:: INPUT DATA
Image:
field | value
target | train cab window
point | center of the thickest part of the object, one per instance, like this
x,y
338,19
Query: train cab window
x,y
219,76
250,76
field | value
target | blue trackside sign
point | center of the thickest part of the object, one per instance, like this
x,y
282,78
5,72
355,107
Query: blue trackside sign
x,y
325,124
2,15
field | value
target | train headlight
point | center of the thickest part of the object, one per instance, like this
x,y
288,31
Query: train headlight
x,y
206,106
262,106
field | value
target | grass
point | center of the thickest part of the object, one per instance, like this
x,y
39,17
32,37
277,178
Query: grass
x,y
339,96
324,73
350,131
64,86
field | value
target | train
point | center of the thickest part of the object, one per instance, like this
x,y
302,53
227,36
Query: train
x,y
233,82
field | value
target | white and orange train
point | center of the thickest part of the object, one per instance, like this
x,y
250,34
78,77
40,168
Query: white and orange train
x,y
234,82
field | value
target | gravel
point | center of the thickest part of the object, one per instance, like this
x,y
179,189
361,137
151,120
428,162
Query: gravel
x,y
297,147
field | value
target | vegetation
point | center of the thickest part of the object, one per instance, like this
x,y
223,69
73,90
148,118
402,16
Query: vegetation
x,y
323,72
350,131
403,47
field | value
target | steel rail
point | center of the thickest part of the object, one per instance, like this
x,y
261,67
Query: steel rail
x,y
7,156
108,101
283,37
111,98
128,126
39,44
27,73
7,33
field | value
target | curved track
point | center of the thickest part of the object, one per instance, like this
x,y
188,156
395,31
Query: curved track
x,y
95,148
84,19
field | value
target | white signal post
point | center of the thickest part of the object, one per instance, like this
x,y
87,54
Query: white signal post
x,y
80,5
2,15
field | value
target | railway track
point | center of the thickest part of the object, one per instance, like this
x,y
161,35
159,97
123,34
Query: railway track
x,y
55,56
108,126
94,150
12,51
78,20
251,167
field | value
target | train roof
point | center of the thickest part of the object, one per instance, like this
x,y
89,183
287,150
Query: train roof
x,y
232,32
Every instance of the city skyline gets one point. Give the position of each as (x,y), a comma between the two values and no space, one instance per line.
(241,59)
::::
WHAT TO DO: Exactly reproduce every line of the records.

EXERCISE ANSWER:
Image:
field | value
target | train cab window
point | center of the thickest part of the object, one per instance, like this
x,y
338,19
Query: train cab window
x,y
219,76
250,76
field | value
target | blue trackside sign
point | center of the thickest part of the object, one per instance, like this
x,y
282,78
5,72
355,107
Query: blue trackside sign
x,y
325,124
2,15
field | value
target | train headlight
point | center of the thickest part of the object, one per instance, like this
x,y
288,31
Query: train headlight
x,y
206,106
262,106
field | value
target | grass
point | center of the thickest part of the object, one per instance, like this
x,y
39,17
32,37
277,178
Query: grass
x,y
339,96
324,73
350,131
64,86
field | value
target | train
point | center of the thickest part of the object, one per instance, like this
x,y
302,53
227,36
Query: train
x,y
233,82
field | value
target | white and orange train
point | center of the thickest part of the object, one per instance, like this
x,y
250,34
78,77
40,168
Query: white and orange train
x,y
234,82
field | value
target | gravel
point | center of the thickest part of the object, one per instance, like this
x,y
179,189
361,137
151,120
428,162
Query: gravel
x,y
297,147
field | value
target | vegetation
point | center of the thickest part of the object, one per instance, like this
x,y
223,69
73,90
148,118
402,16
Query: vegetation
x,y
323,72
350,131
403,47
field | value
target | steel rail
point | center of the thickest part of the object, one per instance, like this
x,y
261,67
Query: steel rail
x,y
7,156
108,101
283,37
111,98
128,126
39,44
27,73
7,33
field | value
target | curved track
point | center of the thickest part of the object, one per instance, like this
x,y
188,156
395,31
Query: curved track
x,y
95,148
84,19
field | value
target | white signal post
point | center of the thickest part of the object, one per instance, like this
x,y
87,54
Query: white signal post
x,y
80,5
2,15
field | value
target | railway track
point | center of the thickest part of the object, one per instance, like this
x,y
161,35
159,97
123,34
Query: railway track
x,y
55,56
108,126
94,150
12,51
78,20
251,167
field | value
target | train roof
point | center of the thickest part of the object, one per instance, like this
x,y
89,183
287,150
Query: train roof
x,y
232,32
Every instance of the city skyline gets one point. Give the position of each as (x,y), a comma between the two values and no space, one instance per line.
(241,59)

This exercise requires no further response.